SUPPLIED TEXT

━━━━━━━━━━━━━━━━━━━━━━━━━━━━━━

Oleg Cassini Conveyed Elegance and Mystique
March 18, 2006 -- In the late 1960s, I interviewed Oleg Cassini when he was in Chicago promoting his line of designer everything. A shrewd businessman, Cassini was the first designer to put his name on products from luggage to nail polish. He said later it made him a millionaire.
Two things remain vivid from that interview: Cassini, who died Friday at age 92, was a picture of trim elegance -- and he credited Jacqueline Kennedy with making him more famous than he might have been.
Like every other reporter that day, I was less interested in his business than in his relationship with Jackie.
'You Are the Person'
Cassini had been a designer for decades by 1961, but it was that Inauguration Day that made him truly famous. The new first lady wore a simple wool dress, wool coat with a sable collar, and a pillbox hat. It was the first of 300 outfits Cassini would design for Jacqueline Kennedy, and they helped her become the most glamorous woman in the world.
Other politicians' wives that bitterly cold January morning wore fur and someone described them as looking like "bundled up bears." Jackie looked simple and elegant in her Cassini-crafted clothes.
A few years ago, Cassini described how he visited the first lady shortly after the election while she was in a hospital after giving birth to John F. Kennedy Jr. She was surrounded, he said, by sketches from fashion designers all over the world.

━━━━━━━━━━━━━━━━━━━━━━━━━━━━━━

WORK REQUEST 1
In the Cassini article, write out the passage from "A few years" to "over the world." again, swapping "first lady" for "president's wife".
WORK REQUEST 2
Condense the Cassini article's paragraph starting "Cassini had been a designer for decades by 1961" into a shorter version that keeps its main facts.

(Collection entries)
━━━━━━━━━━━━━━━━━━━━━━━━━━━━━━

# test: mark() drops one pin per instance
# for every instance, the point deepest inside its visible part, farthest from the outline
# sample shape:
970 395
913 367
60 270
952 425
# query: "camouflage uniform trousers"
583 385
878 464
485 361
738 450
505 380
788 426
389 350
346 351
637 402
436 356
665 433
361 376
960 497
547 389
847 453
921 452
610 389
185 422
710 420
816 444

━━━━━━━━━━━━━━━━━━━━━━━━━━━━━━

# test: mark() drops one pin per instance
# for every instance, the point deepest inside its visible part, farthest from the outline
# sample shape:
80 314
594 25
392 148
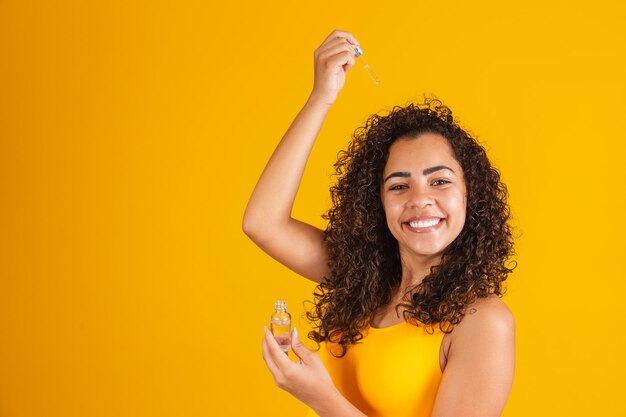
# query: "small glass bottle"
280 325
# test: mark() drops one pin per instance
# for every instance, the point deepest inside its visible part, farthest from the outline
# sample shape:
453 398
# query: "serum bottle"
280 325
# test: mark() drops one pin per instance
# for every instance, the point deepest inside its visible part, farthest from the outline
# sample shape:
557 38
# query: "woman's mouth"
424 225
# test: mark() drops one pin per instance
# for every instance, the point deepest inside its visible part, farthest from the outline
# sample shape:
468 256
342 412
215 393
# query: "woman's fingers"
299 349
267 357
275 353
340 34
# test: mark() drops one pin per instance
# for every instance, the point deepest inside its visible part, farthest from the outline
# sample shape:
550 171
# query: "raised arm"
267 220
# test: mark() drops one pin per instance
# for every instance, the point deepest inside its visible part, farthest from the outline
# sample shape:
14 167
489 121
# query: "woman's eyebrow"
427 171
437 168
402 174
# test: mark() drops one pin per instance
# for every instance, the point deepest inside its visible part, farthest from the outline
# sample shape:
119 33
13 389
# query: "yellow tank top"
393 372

━━━━━━━━━━━━━━━━━━━━━━━━━━━━━━

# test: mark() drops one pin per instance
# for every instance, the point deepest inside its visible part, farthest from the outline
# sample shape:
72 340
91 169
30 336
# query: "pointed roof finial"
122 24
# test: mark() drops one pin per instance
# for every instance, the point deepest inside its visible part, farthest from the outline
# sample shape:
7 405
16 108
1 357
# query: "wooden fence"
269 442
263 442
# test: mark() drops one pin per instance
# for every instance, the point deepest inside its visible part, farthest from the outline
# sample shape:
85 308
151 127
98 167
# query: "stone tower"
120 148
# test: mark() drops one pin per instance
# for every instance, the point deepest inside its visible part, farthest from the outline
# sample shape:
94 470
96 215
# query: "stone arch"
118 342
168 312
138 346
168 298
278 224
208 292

━━━━━━━━━━━━━━━━━━━━━━━━━━━━━━

TASK RESPONSE 1
A few years ago, Cassini described how he visited the president's wife shortly after the election while she was in a hospital after giving birth to John F. Kennedy Jr. She was surrounded, he said, by sketches from fashion designers all over the world.

TASK RESPONSE 2
Though Cassini had designed for decades, Inauguration Day 1961 made him truly famous. That day the new first lady wore a simple wool dress, a wool coat with a sable collar, and a pillbox hat. It was the first of 300 outfits he would design for Jacqueline Kennedy, and they helped make her the most glamorous woman in the world.